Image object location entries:
-- Begin --
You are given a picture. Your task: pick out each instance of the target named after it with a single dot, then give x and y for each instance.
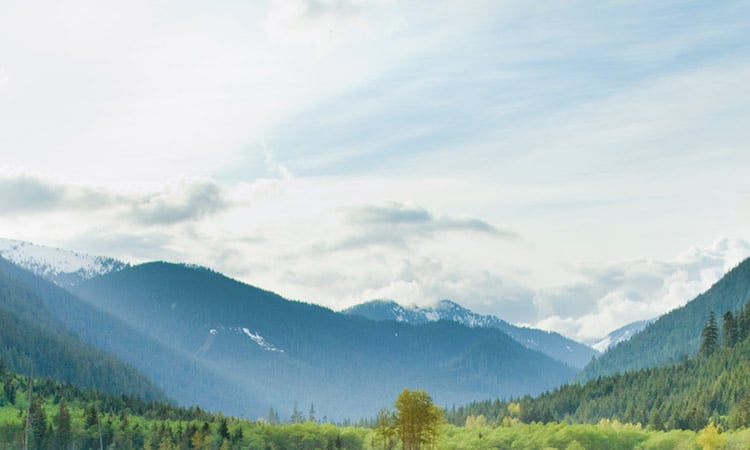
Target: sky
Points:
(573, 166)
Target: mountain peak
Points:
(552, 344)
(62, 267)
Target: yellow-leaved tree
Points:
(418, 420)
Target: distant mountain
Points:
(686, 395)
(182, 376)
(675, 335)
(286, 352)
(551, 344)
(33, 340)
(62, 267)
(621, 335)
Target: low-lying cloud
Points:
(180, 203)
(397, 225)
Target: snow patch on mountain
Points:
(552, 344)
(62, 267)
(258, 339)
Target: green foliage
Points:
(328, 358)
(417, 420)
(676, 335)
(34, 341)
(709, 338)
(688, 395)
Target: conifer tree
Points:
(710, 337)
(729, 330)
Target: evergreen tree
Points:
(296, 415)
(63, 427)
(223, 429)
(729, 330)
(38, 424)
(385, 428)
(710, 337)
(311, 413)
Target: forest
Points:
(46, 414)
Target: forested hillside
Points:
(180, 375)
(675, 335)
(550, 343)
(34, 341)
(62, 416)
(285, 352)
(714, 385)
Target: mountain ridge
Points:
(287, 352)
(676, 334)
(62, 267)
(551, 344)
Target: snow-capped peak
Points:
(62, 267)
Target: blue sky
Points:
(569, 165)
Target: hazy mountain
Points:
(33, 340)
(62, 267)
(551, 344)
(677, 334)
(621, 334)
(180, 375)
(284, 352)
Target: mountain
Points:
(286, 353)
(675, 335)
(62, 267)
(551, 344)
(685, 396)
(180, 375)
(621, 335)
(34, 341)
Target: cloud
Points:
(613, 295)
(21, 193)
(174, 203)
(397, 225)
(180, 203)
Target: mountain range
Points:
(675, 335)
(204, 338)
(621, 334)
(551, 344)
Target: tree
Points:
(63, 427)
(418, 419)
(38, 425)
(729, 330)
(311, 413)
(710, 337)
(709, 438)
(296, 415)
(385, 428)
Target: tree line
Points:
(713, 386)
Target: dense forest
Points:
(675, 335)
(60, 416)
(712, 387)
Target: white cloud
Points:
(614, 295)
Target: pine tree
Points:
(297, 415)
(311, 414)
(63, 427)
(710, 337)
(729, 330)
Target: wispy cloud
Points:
-- End --
Aim: Reproduce exactly the line containing "Target: mountain peak" and every line after it through the end of the records above, and nothing else.

Result of the exercise:
Target: mountain peak
Points:
(552, 344)
(62, 267)
Target: yellow-leaved tree
Points:
(418, 420)
Target: distant mountain
Points:
(686, 395)
(182, 376)
(675, 335)
(286, 352)
(551, 344)
(33, 340)
(62, 267)
(621, 335)
Target: low-lying cloud
Points:
(180, 203)
(397, 225)
Target: snow patch on mountain
Points:
(552, 344)
(62, 267)
(258, 339)
Target: green foliage
Points:
(328, 358)
(417, 420)
(676, 335)
(34, 341)
(709, 338)
(688, 395)
Target: conifer tree
Points:
(710, 337)
(729, 330)
Target: evergreen tree
Points:
(296, 415)
(63, 427)
(223, 429)
(729, 330)
(38, 424)
(385, 428)
(710, 337)
(311, 413)
Target: forest
Points:
(46, 414)
Target: forested hillside
Points:
(180, 375)
(675, 335)
(550, 343)
(34, 341)
(62, 416)
(285, 352)
(714, 385)
Target: mountain ridge
Points:
(287, 352)
(676, 334)
(62, 267)
(551, 344)
Target: snow-capped peak
Points:
(62, 267)
Target: blue sky
Points:
(569, 165)
Target: hazy mountain
Points:
(33, 340)
(62, 267)
(551, 344)
(677, 334)
(621, 334)
(180, 375)
(284, 352)
Target: mountain
Points:
(286, 353)
(675, 335)
(62, 267)
(551, 344)
(685, 396)
(180, 375)
(621, 335)
(34, 341)
Target: cloud
Points:
(613, 295)
(21, 193)
(174, 203)
(397, 225)
(180, 203)
Target: mountain range
Points:
(675, 335)
(204, 338)
(621, 334)
(551, 344)
Target: tree
Points:
(63, 427)
(418, 419)
(38, 425)
(729, 330)
(311, 413)
(710, 337)
(709, 438)
(296, 415)
(385, 428)
Target: tree line
Points:
(713, 386)
Target: dense forest
Points:
(675, 335)
(60, 416)
(712, 387)
Target: white cloud
Points:
(614, 295)
Target: pine tree
Points:
(297, 415)
(311, 414)
(63, 427)
(710, 337)
(729, 330)
Target: wispy cloud
Points:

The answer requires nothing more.